Work order:
Take every line from the records below that includes the word "positive".

Segmentation mask data

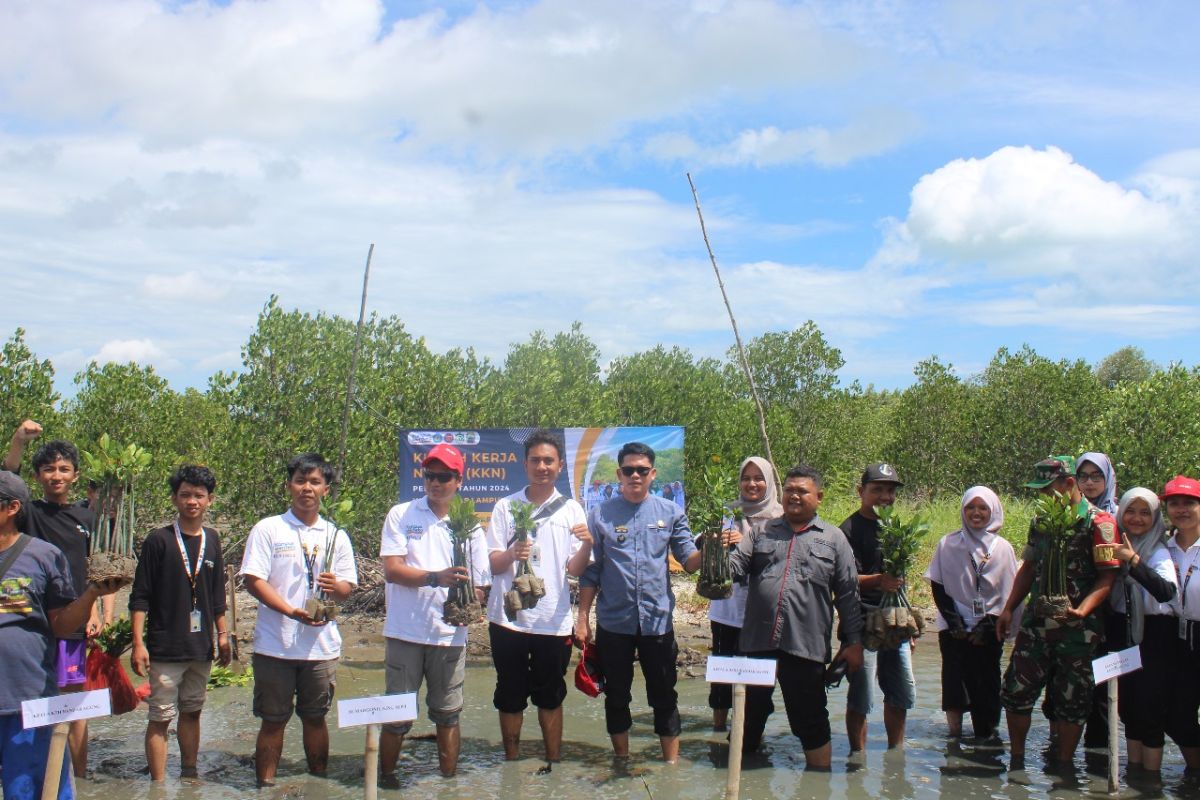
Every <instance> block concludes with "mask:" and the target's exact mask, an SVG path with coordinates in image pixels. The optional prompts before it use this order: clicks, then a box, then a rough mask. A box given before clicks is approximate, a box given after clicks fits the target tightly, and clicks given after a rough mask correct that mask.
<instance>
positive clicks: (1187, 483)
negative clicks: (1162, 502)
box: [1162, 475, 1200, 500]
mask: <svg viewBox="0 0 1200 800" xmlns="http://www.w3.org/2000/svg"><path fill="white" fill-rule="evenodd" d="M1180 497H1182V498H1195V499H1196V500H1200V481H1198V480H1195V479H1194V477H1188V476H1187V475H1176V476H1175V477H1172V479H1171V480H1169V481H1168V482H1166V486H1165V487H1164V488H1163V494H1162V498H1163V499H1164V500H1165V499H1166V498H1180Z"/></svg>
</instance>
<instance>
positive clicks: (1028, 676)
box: [996, 456, 1121, 770]
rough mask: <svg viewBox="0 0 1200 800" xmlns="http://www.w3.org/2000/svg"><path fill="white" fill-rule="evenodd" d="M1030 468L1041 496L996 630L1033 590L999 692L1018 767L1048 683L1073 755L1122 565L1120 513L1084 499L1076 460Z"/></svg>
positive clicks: (1058, 753)
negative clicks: (1116, 555) (1002, 704)
mask: <svg viewBox="0 0 1200 800" xmlns="http://www.w3.org/2000/svg"><path fill="white" fill-rule="evenodd" d="M1033 470H1034V479H1033V480H1032V481H1030V482H1028V483H1026V485H1025V486H1026V487H1028V488H1032V489H1038V492H1040V493H1042V499H1039V500H1038V513H1037V516H1036V517H1034V518H1033V521H1032V522H1031V523H1030V537H1028V542H1027V543H1026V546H1025V553H1024V554H1022V557H1021V558H1022V560H1021V566H1020V569H1018V571H1016V578H1015V579H1014V581H1013V590H1012V593H1010V594H1009V596H1008V601H1007V602H1006V603H1004V610H1002V612H1001V614H1000V618H998V619H997V621H996V636H997V637H998V638H1000V639H1001V640H1003V639H1004V637H1006V636H1008V631H1009V627H1010V626H1012V624H1013V613H1014V612H1015V610H1016V607H1018V606H1020V604H1021V601H1024V600H1025V597H1026V595H1028V594H1030V591H1031V589H1032V590H1033V596H1034V601H1033V602H1032V603H1031V606H1030V607H1028V608H1026V610H1025V614H1024V615H1022V618H1021V628H1020V631H1019V632H1018V634H1016V643H1015V644H1014V645H1013V655H1012V658H1010V660H1009V662H1008V669H1007V670H1006V673H1004V687H1003V690H1002V692H1001V702H1002V703H1003V705H1004V710H1006V716H1007V720H1008V740H1009V746H1010V747H1012V764H1010V768H1009V769H1014V770H1016V769H1022V768H1024V764H1025V740H1026V738H1027V735H1028V732H1030V720H1031V715H1032V711H1033V704H1034V703H1036V702H1037V699H1038V696H1039V694H1040V693H1042V690H1043V688H1045V690H1046V691H1048V692H1049V694H1050V697H1051V699H1052V700H1054V708H1055V717H1056V718H1055V721H1054V722H1052V724H1054V726H1055V729H1056V730H1055V732H1056V734H1057V741H1058V753H1057V756H1058V760H1060V762H1061V763H1069V762H1070V760H1072V759H1073V758H1074V754H1075V747H1076V746H1078V745H1079V738H1080V733H1081V732H1082V727H1084V723H1085V722H1086V721H1087V716H1088V714H1090V712H1091V710H1092V690H1093V688H1094V686H1096V684H1094V680H1093V676H1092V658H1094V657H1096V654H1097V651H1098V649H1099V644H1100V637H1102V636H1103V631H1104V620H1103V618H1102V616H1100V609H1102V607H1103V604H1104V601H1105V600H1106V599H1108V596H1109V591H1110V590H1111V589H1112V584H1114V582H1115V581H1116V577H1117V575H1118V572H1120V566H1121V561H1118V560H1117V559H1116V557H1115V555H1114V549H1115V545H1116V542H1117V525H1116V519H1114V518H1112V516H1111V515H1110V513H1108V512H1106V511H1100V510H1099V509H1097V507H1096V506H1093V505H1092V504H1090V503H1088V501H1087V500H1086V499H1085V498H1084V495H1082V492H1080V488H1079V483H1078V482H1076V480H1075V459H1074V458H1073V457H1072V456H1051V457H1049V458H1045V459H1043V461H1039V462H1038V463H1037V464H1034V467H1033ZM1051 668H1052V670H1054V675H1052V678H1051V675H1050V670H1051Z"/></svg>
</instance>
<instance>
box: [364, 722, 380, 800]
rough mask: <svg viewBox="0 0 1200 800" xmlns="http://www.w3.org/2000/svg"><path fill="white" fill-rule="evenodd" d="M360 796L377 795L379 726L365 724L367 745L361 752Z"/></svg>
mask: <svg viewBox="0 0 1200 800" xmlns="http://www.w3.org/2000/svg"><path fill="white" fill-rule="evenodd" d="M362 778H364V780H362V798H364V800H376V799H377V798H378V796H379V726H377V724H368V726H367V745H366V750H365V751H364V753H362Z"/></svg>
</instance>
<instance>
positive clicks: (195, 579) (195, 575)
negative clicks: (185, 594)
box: [174, 519, 208, 633]
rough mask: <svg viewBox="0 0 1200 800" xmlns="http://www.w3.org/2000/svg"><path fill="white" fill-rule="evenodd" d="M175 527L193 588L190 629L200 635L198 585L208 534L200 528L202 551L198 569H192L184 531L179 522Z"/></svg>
mask: <svg viewBox="0 0 1200 800" xmlns="http://www.w3.org/2000/svg"><path fill="white" fill-rule="evenodd" d="M174 527H175V543H176V545H179V555H180V558H182V559H184V575H186V576H187V583H188V584H191V587H192V613H191V614H188V627H190V632H191V633H199V632H200V631H202V622H203V615H202V614H200V609H199V608H198V606H199V597H198V596H197V590H196V584H197V581H199V577H200V567H203V566H204V543H205V537H206V536H208V534H206V533H205V530H204V527H203V525H202V527H200V549H199V551H197V552H196V567H194V569H193V567H192V559H190V558H187V547H185V546H184V531H181V530H180V528H179V521H178V519H176V521H175V522H174Z"/></svg>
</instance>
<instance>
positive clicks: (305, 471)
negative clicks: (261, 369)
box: [241, 453, 359, 787]
mask: <svg viewBox="0 0 1200 800" xmlns="http://www.w3.org/2000/svg"><path fill="white" fill-rule="evenodd" d="M332 480H334V467H332V464H330V463H329V462H326V461H325V459H324V458H322V457H320V456H318V455H317V453H304V455H300V456H296V457H295V458H293V459H292V461H290V462H288V468H287V489H288V494H290V495H292V507H290V509H288V511H287V512H284V513H282V515H278V516H276V517H268V518H265V519H262V521H259V522H258V524H256V525H254V527H253V528H252V529H251V531H250V536H248V537H247V539H246V553H245V555H244V557H242V560H241V576H242V581H244V582H245V584H246V591H248V593H250V594H251V596H252V597H254V599H256V600H257V601H258V621H257V622H256V624H254V658H253V667H254V716H257V717H258V718H259V720H262V724H260V727H259V729H258V741H257V744H256V746H254V772H256V776H257V778H258V784H259V786H260V787H265V786H274V781H275V771H276V769H277V768H278V765H280V756H281V754H282V753H283V732H284V729H286V728H287V724H288V720H290V718H292V714H293V712H295V715H296V716H298V717H300V722H301V724H302V728H304V752H305V757H306V759H307V762H308V772H311V774H312V775H324V774H325V769H326V765H328V763H329V727H328V726H326V724H325V715H328V714H329V709H330V706H331V705H332V702H334V686H335V684H336V676H337V660H338V658H340V657H341V655H342V637H341V634H340V633H338V631H337V622H336V621H331V620H329V619H323V620H319V621H318V620H316V619H313V616H312V614H311V613H310V610H308V609H310V608H311V604H310V603H308V601H310V600H311V599H312V597H313V596H314V595H316V594H318V593H323V594H324V596H326V597H329V599H331V600H335V601H340V600H346V599H347V597H349V596H350V593H352V591H353V590H354V587H355V585H356V584H358V582H359V575H358V570H356V569H355V565H354V551H353V548H352V547H350V537H349V536H348V535H347V534H346V531H344V530H338V529H337V527H336V525H334V524H332V523H330V522H329V521H328V519H325V518H323V517H322V516H320V500H322V498H324V497H325V495H326V494H328V493H329V486H330V483H331V482H332Z"/></svg>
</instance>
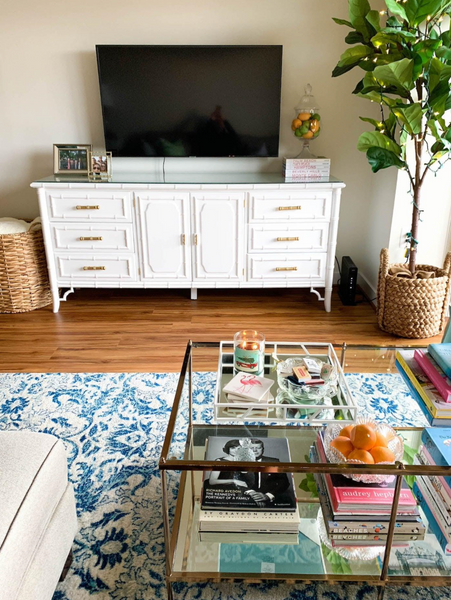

Response for this exercise:
positive clicks: (1187, 483)
positive clicks: (1028, 676)
positive clicks: (1058, 753)
positive clicks: (195, 579) (195, 575)
positive clicks: (305, 471)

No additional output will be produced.